* _Stated goal_
Copy the stretch of the insulation post from "Yes, eventually the" through "windows and doors." word for word.

#### Text provided

OK, let me qualify my statement more clearly.

The OP stated he has hollow block walls with a tiny air gap and 3/8 drywall on the inside. Depending on whether it is skinny, medium, or heavy block, the r-value will fall between 1 and 2. The home is 30 years old, so there will be gaps or cracks in the block that will cause infiltration. He can't get to the top of the walls without tearing off the roof. Money is tight and winter is coming.

Yes, eventually the outer envelope should be improved upon. Wrapping the house with foamboard would take advantage of the thermal mass of the wall and eliminate the need for interior insulation. This involves tearing off siding, inspecting, repairing, insulating, wrapping, sealing, residing, and finishing. When time and money is plentiful, this project would radically reduce the home's heat load and save tons of energy. With great investment comes great gain. Oh, and don't forget the windows and doors.

########
#### Dataset extract

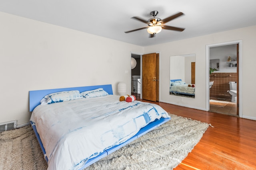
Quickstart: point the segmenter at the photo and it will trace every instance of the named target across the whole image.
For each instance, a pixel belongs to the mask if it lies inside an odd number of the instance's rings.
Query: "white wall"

########

* _Output of the task_
Yes, eventually the outer envelope should be improved upon. Wrapping the house with foamboard would take advantage of the thermal mass of the wall and eliminate the need for interior insulation. This involves tearing off siding, inspecting, repairing, insulating, wrapping, sealing, residing, and finishing. When time and money is plentiful, this project would radically reduce the home's heat load and save tons of energy. With great investment comes great gain. Oh, and don't forget the windows and doors.